Quoted text ::
— start —

WARNING: This story contains details some readers may find distressing.

This how Sheree Schonian describes being trapped in an abusive relationship for 16 years.

She was only a teenager when she met her then-partner, and his controlling behaviour quickly seeped into every part of her life.

Sheree Schonian in a black jacket smiling.

Ms Schonian has been out of her abusive relationship for nine years. (ABC News: Rhiannon Shine)

"If my skirt was too short, or if my skirt wasn't short enough … which friends I could have, what nights I could go out, what I could eat and what I could drink," she said.

"As I got older and I started working, he then took control of my finances."

To target this form of domestic violence, the state government on Monday launched a $5 million, two-year public awareness campaign about coercive control.

A poster from the WA government's coercive control campaign.

The WA Government has launched a campaign to raise awareness about coercive control.  (Supplied: Department of Communities)

The campaign includes online resources about how to identify coercive control and where to go to seek support.

"I want every Western Australian to know it doesn't have to be physical to be family and domestic violence," Premier Roger Cook said.

'Emotional scars'

Ms Schonian said this form of abuse has had a significant impact on her life.

"Because it is not physical, there are no bruises or markings on somebody that you can sort of recognise that something's happening to them," she said.

"The coercive control and the emotional abuse that comes with it, and the trauma, I believe what that does to your soul … I feel that emotional scars sort of last a lot longer and you carry that a lot more through your life and then to next relationships.

"Even though I'm nine years out I'm still working on myself, still healing."

Domestic violence can have deadly consequences, with the federal government's Intimate Partner Homicide Dashboard recording the deaths of 15 women at the hands of their partner between January and June this year.

Four of those women died in WA.

This figure includes incidents where the offender has been charged with murder or manslaughter, or who died prior to arrest but who would have otherwise been charged with homicide.

There are other datasets which track violence against women, including Destroy the Joint's counting Dead Women which has recorded 50 deaths for 2024.

Move to criminalise abuse

Yet WA is one of the only states in Australia that has not criminalised coercive control.

The state government has not said when it will introduce such legislation, and there is little time remaining to do so before the end of the year.

Minister for the Prevention of Family and Domestic Violence Sabine Winton said the government was prioritising the issue.

Sabine Winton shot from below, in headshot in front of microphones outside.

Prevention of Family and Domestic Violence minister Sabine Winton says domestic violence often starts with a comment. (ABC News: Rhiannon Shine)

"We will take our advice from the experts and key stakeholders to make sure when we do criminalise coercive control, victim-survivors are safe, everybody clearly understands what coercive control is and that we have successful convictions," she said.

Recent legislative reforms were also passed to make it easier for coercive control survivors to obtain restraining orders.

Awareness increases 'demand'

CEO of the Centre for Women's Safety and Wellbeing, Alison Evans, has welcomed the new campaign but is calling for more funding for support services.

"Awareness raising campaigns inevitably increase demand for specialist family and domestic violence services," she said.

"Put simply, they cannot keep up with demand. This can put women and children who are experiencing coercive and controlling behaviours at greater risk of danger."

— end —

Goal :: Type out the article on coercive control word for word, taking in everything from "This figure includes" down to "of the year.". The rows that follow have no connection to the article on coercive control.

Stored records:
— start —

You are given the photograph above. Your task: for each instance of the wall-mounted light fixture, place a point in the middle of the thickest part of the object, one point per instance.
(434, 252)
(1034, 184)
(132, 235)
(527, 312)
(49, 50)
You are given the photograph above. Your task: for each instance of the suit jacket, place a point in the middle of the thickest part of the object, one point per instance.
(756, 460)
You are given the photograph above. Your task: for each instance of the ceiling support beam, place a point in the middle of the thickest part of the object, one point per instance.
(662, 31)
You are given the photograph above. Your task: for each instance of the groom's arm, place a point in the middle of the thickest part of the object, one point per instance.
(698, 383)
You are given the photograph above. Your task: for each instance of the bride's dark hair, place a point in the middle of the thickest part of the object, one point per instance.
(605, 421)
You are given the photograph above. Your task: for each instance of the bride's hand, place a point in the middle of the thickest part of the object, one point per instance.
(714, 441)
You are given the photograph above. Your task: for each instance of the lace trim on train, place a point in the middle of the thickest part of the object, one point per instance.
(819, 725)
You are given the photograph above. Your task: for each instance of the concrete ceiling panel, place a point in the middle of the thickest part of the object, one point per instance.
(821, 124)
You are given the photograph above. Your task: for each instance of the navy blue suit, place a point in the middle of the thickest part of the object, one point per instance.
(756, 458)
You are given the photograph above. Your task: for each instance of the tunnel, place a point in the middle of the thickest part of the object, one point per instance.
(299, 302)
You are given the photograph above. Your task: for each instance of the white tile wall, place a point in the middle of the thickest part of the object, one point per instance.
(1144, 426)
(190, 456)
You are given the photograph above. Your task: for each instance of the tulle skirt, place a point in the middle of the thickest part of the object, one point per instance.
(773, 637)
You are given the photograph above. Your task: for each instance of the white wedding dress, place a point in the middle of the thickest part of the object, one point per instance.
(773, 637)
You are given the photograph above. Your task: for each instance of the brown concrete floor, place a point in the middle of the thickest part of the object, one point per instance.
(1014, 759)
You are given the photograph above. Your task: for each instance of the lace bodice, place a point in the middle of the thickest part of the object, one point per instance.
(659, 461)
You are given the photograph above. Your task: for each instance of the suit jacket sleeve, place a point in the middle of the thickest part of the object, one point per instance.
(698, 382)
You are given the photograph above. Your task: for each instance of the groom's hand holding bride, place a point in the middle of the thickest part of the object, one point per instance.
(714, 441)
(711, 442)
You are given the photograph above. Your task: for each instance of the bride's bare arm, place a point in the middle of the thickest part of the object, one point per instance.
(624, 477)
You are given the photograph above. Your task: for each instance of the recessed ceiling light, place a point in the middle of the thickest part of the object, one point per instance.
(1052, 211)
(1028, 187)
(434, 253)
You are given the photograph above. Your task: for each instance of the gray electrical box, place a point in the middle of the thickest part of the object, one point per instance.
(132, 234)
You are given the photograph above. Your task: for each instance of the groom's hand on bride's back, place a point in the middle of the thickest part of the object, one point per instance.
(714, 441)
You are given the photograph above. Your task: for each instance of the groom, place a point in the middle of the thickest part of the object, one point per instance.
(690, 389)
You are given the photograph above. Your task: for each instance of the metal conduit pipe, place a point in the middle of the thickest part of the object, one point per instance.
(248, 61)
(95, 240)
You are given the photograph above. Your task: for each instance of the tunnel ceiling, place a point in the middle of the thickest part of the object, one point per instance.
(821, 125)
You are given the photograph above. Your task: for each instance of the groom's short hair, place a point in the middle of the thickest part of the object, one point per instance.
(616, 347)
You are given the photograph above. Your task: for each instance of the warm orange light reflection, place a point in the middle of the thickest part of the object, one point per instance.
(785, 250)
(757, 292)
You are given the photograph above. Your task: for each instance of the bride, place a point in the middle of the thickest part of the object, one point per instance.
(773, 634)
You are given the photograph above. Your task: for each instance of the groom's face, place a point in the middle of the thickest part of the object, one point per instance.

— end —

Full answer ::
This figure includes incidents where the offender has been charged with murder or manslaughter, or who died prior to arrest but who would have otherwise been charged with homicide.

There are other datasets which track violence against women, including Destroy the Joint's counting Dead Women which has recorded 50 deaths for 2024.

Move to criminalise abuse

Yet WA is one of the only states in Australia that has not criminalised coercive control.

The state government has not said when it will introduce such legislation, and there is little time remaining to do so before the end of the year.